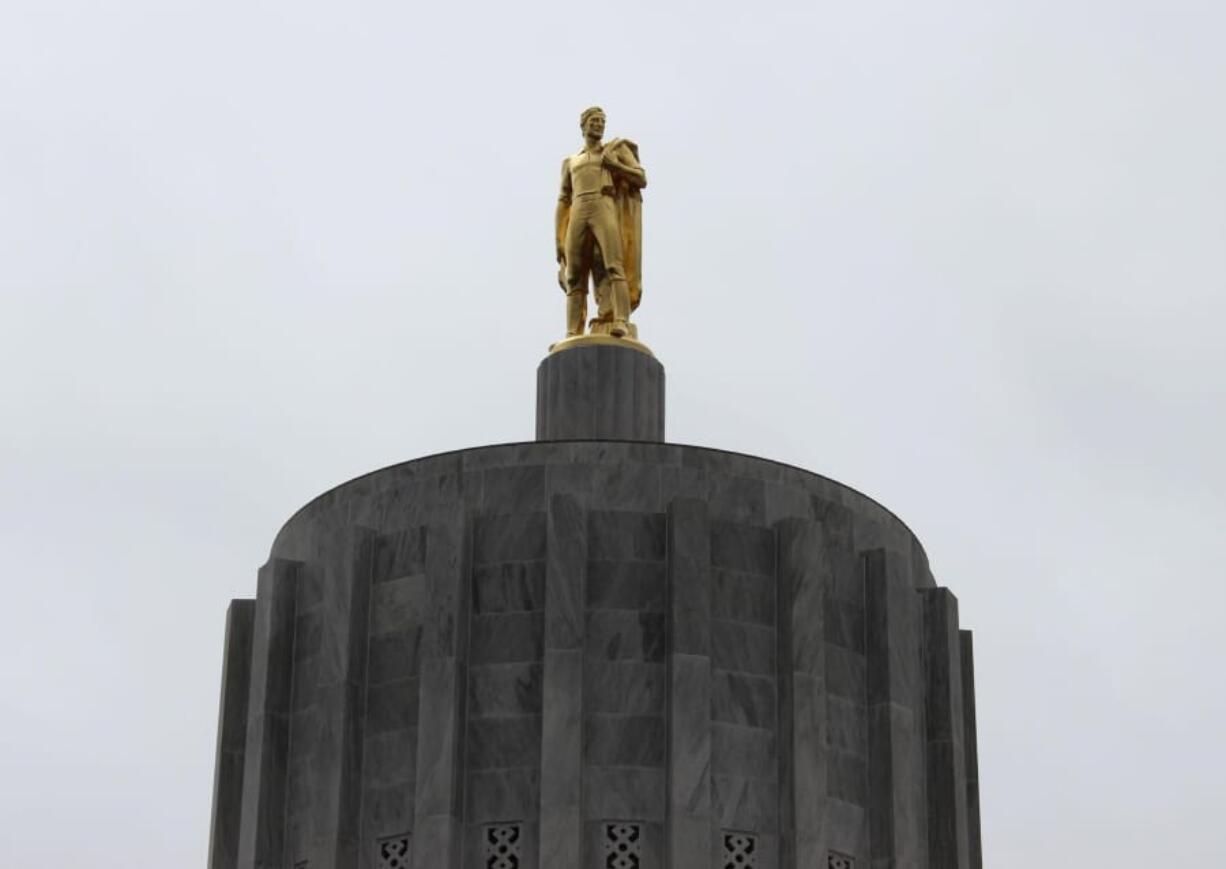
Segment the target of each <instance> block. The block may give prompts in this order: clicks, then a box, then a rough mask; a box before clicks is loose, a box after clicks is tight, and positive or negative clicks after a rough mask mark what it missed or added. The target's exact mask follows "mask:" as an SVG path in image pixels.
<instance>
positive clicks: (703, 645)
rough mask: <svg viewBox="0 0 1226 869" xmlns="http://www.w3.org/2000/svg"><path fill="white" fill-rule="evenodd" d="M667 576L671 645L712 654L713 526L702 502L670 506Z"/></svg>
mask: <svg viewBox="0 0 1226 869" xmlns="http://www.w3.org/2000/svg"><path fill="white" fill-rule="evenodd" d="M667 534H668V545H667V552H668V575H669V582H671V586H669V596H671V597H669V609H671V623H672V625H671V626H672V648H673V651H674V652H678V653H684V655H706V656H710V653H711V579H710V577H711V525H710V521H709V517H707V509H706V505H705V504H704V503H702V501H698V500H690V499H677V500H674V501H672V504H669V505H668V514H667Z"/></svg>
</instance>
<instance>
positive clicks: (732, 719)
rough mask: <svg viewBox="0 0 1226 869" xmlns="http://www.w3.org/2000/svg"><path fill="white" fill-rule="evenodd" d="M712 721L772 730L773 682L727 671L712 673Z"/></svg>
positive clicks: (772, 728) (747, 675)
mask: <svg viewBox="0 0 1226 869" xmlns="http://www.w3.org/2000/svg"><path fill="white" fill-rule="evenodd" d="M711 718H712V719H714V721H722V722H727V723H729V724H742V726H744V727H761V728H765V729H769V730H770V729H774V728H775V724H776V715H775V679H774V678H771V677H760V675H748V674H745V673H729V672H727V670H715V672H712V674H711Z"/></svg>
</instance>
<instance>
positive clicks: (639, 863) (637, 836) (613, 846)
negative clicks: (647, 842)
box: [604, 822, 642, 869]
mask: <svg viewBox="0 0 1226 869" xmlns="http://www.w3.org/2000/svg"><path fill="white" fill-rule="evenodd" d="M641 865H642V826H641V825H639V824H622V822H617V824H606V825H604V869H640V867H641Z"/></svg>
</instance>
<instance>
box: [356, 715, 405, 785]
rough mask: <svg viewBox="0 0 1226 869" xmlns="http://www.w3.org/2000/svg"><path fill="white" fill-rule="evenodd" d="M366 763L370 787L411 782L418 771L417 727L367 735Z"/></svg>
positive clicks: (365, 752)
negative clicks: (417, 765) (417, 767)
mask: <svg viewBox="0 0 1226 869" xmlns="http://www.w3.org/2000/svg"><path fill="white" fill-rule="evenodd" d="M364 766H365V770H367V772H365V780H367V784H368V787H371V788H376V789H378V788H386V787H391V786H394V784H408V783H412V782H413V778H414V775H416V772H417V728H416V727H407V728H403V729H400V730H384V732H383V733H376V734H371V735H368V737H367V742H365V764H364Z"/></svg>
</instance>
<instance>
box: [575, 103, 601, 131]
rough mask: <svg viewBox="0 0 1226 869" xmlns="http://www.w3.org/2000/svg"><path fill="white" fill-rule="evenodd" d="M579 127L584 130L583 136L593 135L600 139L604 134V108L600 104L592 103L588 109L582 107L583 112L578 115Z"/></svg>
mask: <svg viewBox="0 0 1226 869" xmlns="http://www.w3.org/2000/svg"><path fill="white" fill-rule="evenodd" d="M579 127H580V129H581V130H582V131H584V135H585V136H593V137H596V139H600V137H601V136H603V135H604V109H602V108H601V107H600V105H593V107H592V108H590V109H584V114H581V115H579Z"/></svg>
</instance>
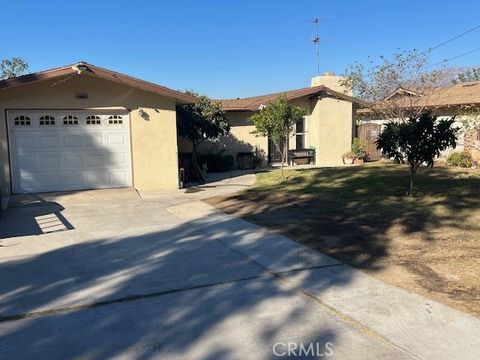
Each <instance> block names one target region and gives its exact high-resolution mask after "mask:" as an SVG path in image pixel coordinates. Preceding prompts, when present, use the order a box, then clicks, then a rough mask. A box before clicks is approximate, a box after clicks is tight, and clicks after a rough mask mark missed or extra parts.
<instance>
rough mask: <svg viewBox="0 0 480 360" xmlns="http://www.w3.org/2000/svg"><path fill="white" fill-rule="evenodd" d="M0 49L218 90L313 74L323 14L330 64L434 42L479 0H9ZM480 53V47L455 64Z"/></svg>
mask: <svg viewBox="0 0 480 360" xmlns="http://www.w3.org/2000/svg"><path fill="white" fill-rule="evenodd" d="M2 14H3V15H4V16H2V23H1V27H0V58H5V57H11V56H21V57H23V58H25V59H26V60H27V61H28V62H29V64H30V70H31V71H40V70H45V69H48V68H52V67H57V66H62V65H66V64H70V63H74V62H77V61H79V60H85V61H88V62H90V63H93V64H95V65H99V66H103V67H106V68H109V69H112V70H115V71H119V72H122V73H126V74H129V75H132V76H136V77H140V78H142V79H145V80H148V81H152V82H156V83H159V84H162V85H165V86H168V87H171V88H173V89H179V90H185V89H193V90H196V91H199V92H201V93H205V94H207V95H209V96H211V97H214V98H219V97H222V98H228V97H244V96H249V95H258V94H262V93H268V92H274V91H282V90H288V89H294V88H299V87H304V86H308V85H309V79H310V78H311V77H312V76H314V75H315V73H316V57H315V52H314V47H313V45H312V44H311V42H310V40H311V38H312V37H313V35H314V27H313V25H312V24H310V23H309V22H308V21H307V20H308V19H310V18H313V17H316V16H318V17H320V18H322V19H325V21H324V22H322V23H321V24H320V37H321V46H320V58H321V60H320V61H321V65H320V71H321V72H325V71H334V72H336V73H338V74H340V73H342V71H343V70H344V69H345V67H346V66H347V65H348V64H351V63H353V62H354V61H359V62H365V61H367V59H368V56H369V55H370V56H377V55H380V54H386V55H388V54H391V53H392V52H394V51H396V49H397V48H401V49H411V48H417V49H422V50H423V49H426V48H428V47H431V46H433V45H435V44H438V43H440V42H442V41H445V40H447V39H449V38H451V37H453V36H455V35H456V34H459V33H461V32H463V31H465V30H467V29H469V28H472V27H474V26H477V25H480V18H479V17H478V14H480V2H478V1H473V0H470V1H463V0H456V1H454V2H452V1H438V0H437V1H420V0H417V1H411V0H402V1H401V2H398V1H397V2H392V1H370V0H363V1H346V0H345V1H324V0H316V1H315V0H295V1H287V0H277V1H273V0H271V1H270V0H269V1H262V0H257V1H250V0H243V1H227V0H225V1H220V0H218V1H207V0H204V1H184V0H176V1H142V0H137V1H122V0H117V1H106V0H105V1H102V0H97V1H88V0H82V1H71V2H66V1H41V0H37V1H35V0H31V1H22V0H16V1H8V2H3V3H2ZM479 46H480V29H479V30H477V31H474V32H472V33H470V34H468V35H466V36H464V37H462V38H460V39H458V40H457V41H454V42H452V43H451V44H449V45H446V46H443V47H441V48H439V49H437V50H436V51H435V52H434V53H433V54H432V59H431V62H432V63H435V62H438V61H441V60H443V59H445V58H449V57H453V56H455V55H458V54H461V53H464V52H467V51H469V50H473V49H475V48H477V47H479ZM478 64H480V52H476V53H473V54H471V55H469V56H465V57H462V58H459V59H457V60H455V61H454V62H453V63H452V65H459V66H467V65H478Z"/></svg>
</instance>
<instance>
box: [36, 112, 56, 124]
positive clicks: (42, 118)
mask: <svg viewBox="0 0 480 360" xmlns="http://www.w3.org/2000/svg"><path fill="white" fill-rule="evenodd" d="M38 124H39V125H40V126H45V125H55V118H54V117H53V116H49V115H46V116H41V117H40V119H38Z"/></svg>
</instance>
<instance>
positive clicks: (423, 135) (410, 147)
mask: <svg viewBox="0 0 480 360" xmlns="http://www.w3.org/2000/svg"><path fill="white" fill-rule="evenodd" d="M454 121H455V119H454V118H450V119H446V120H438V121H437V118H436V117H435V116H431V115H430V114H423V115H420V116H419V117H416V118H415V117H412V118H409V119H407V120H406V121H405V122H389V123H387V125H386V127H385V129H384V130H383V131H382V133H381V134H380V135H379V136H378V139H377V141H376V145H377V149H379V150H381V151H382V153H383V154H384V155H386V156H388V157H389V158H393V159H394V161H395V162H398V163H402V164H403V163H405V162H407V163H408V164H409V172H410V188H409V192H408V194H409V195H410V196H414V192H413V190H414V181H415V174H416V173H417V171H418V169H419V168H420V166H422V164H425V165H426V166H429V167H433V165H434V162H435V158H436V157H438V156H439V155H440V152H441V151H443V150H445V149H447V148H449V147H453V148H455V146H456V144H457V132H458V128H454V127H452V125H453V123H454Z"/></svg>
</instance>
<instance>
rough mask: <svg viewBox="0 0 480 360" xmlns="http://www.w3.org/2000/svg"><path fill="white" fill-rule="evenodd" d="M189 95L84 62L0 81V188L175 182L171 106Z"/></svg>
mask: <svg viewBox="0 0 480 360" xmlns="http://www.w3.org/2000/svg"><path fill="white" fill-rule="evenodd" d="M194 101H195V98H194V97H191V96H188V95H186V94H184V93H181V92H177V91H174V90H171V89H168V88H166V87H163V86H159V85H155V84H152V83H149V82H146V81H142V80H139V79H135V78H133V77H130V76H126V75H122V74H119V73H116V72H113V71H110V70H107V69H102V68H99V67H97V66H94V65H91V64H88V63H84V62H81V63H78V64H74V65H68V66H64V67H61V68H56V69H52V70H47V71H43V72H38V73H34V74H30V75H25V76H20V77H17V78H13V79H9V80H3V81H0V150H1V151H0V161H1V163H2V167H1V170H0V190H1V196H2V198H5V197H8V196H9V195H10V194H12V193H15V194H20V193H28V192H51V191H65V190H80V189H98V188H113V187H125V186H134V187H135V188H137V189H139V190H152V189H174V188H177V187H178V157H177V130H176V111H175V107H176V105H177V104H182V103H192V102H194Z"/></svg>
_____
| Exercise brief |
Find the word "order" in the listing above, then copy each line where it turns up.

| Answer for this exercise |
Segment the target of each <instance> block. The block may give prompts in this order: clicks, then a box, then a rough mask; a box before clicks is loose, a box after clicks is tight, and positive or negative clicks after a rough mask mark what it missed or added. The target's exact mask follows "mask:" as an SVG path in image pixels.
Each <instance> block names one target region and gives its exact high-resolution mask after "mask:" as an SVG path in image pixel coordinates. Preceding prompts, when present, use the order a box, then clicks, then a rough mask. A box before clicks is approximate, a box after clicks is tight, and clicks after a rough mask mark missed or extra parts.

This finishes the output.